Exercise prompt =>
Turn every line of the rows below into a numbered list, dropping the blank lines. Leave the pictures out of your answer.

Region annotation items =>

§ §

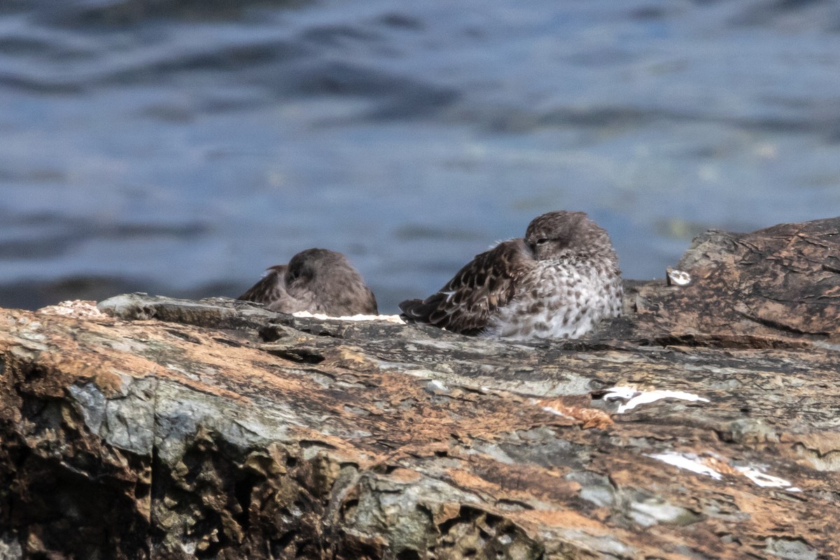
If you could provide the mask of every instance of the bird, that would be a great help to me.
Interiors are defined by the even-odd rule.
[[[512,340],[578,338],[622,312],[621,270],[606,232],[585,212],[538,216],[524,238],[475,255],[407,322]]]
[[[309,311],[330,317],[377,315],[376,297],[341,253],[307,249],[288,264],[270,267],[238,300],[281,313]]]

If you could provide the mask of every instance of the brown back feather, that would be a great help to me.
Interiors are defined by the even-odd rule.
[[[533,262],[522,239],[505,241],[475,255],[436,293],[423,301],[407,300],[400,309],[411,321],[478,334],[496,310],[513,298],[517,280]]]

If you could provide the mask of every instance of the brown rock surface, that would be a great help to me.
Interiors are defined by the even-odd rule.
[[[679,268],[567,343],[0,310],[0,558],[840,557],[840,218]]]

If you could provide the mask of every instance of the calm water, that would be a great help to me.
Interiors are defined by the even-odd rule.
[[[346,253],[381,308],[554,209],[625,275],[840,215],[840,8],[3,0],[0,306],[236,296]]]

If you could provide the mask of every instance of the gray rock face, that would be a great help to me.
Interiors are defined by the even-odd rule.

§ §

Response to the task =>
1. If you could provide the mask of every instance of the bird, that would be a great help to me.
2. Interiors are defined by the even-odd rule.
3. [[[512,340],[578,338],[622,312],[621,270],[606,232],[585,212],[538,216],[524,238],[475,255],[407,322]]]
4. [[[309,311],[330,317],[377,315],[376,297],[341,253],[307,249],[288,264],[270,267],[238,300],[281,313]]]
5. If you could provide the mask of every instance of the brown back feather, that would be a great help to me.
6. Interiors are defined by the even-odd rule.
7. [[[533,262],[522,239],[505,241],[475,255],[436,293],[423,301],[407,300],[400,309],[411,321],[478,334],[496,310],[513,298],[517,280]]]
8. If you could provide the mask of every instance of the brown rock surface, that would be a great help to me.
9. Interiors are defined by the even-odd rule.
10. [[[679,268],[567,343],[0,310],[0,558],[840,557],[840,218]]]
11. If you could provide the mask of every instance of the calm water, that would be a great help to me.
12. Interiors are defined by the even-odd rule.
13. [[[346,253],[381,308],[554,209],[625,275],[840,215],[840,8],[3,0],[0,306],[236,296]]]
14. If you could provide the mask of every instance of the gray rock face, that would be a great help to me.
15. Interiors are defined by the even-odd rule.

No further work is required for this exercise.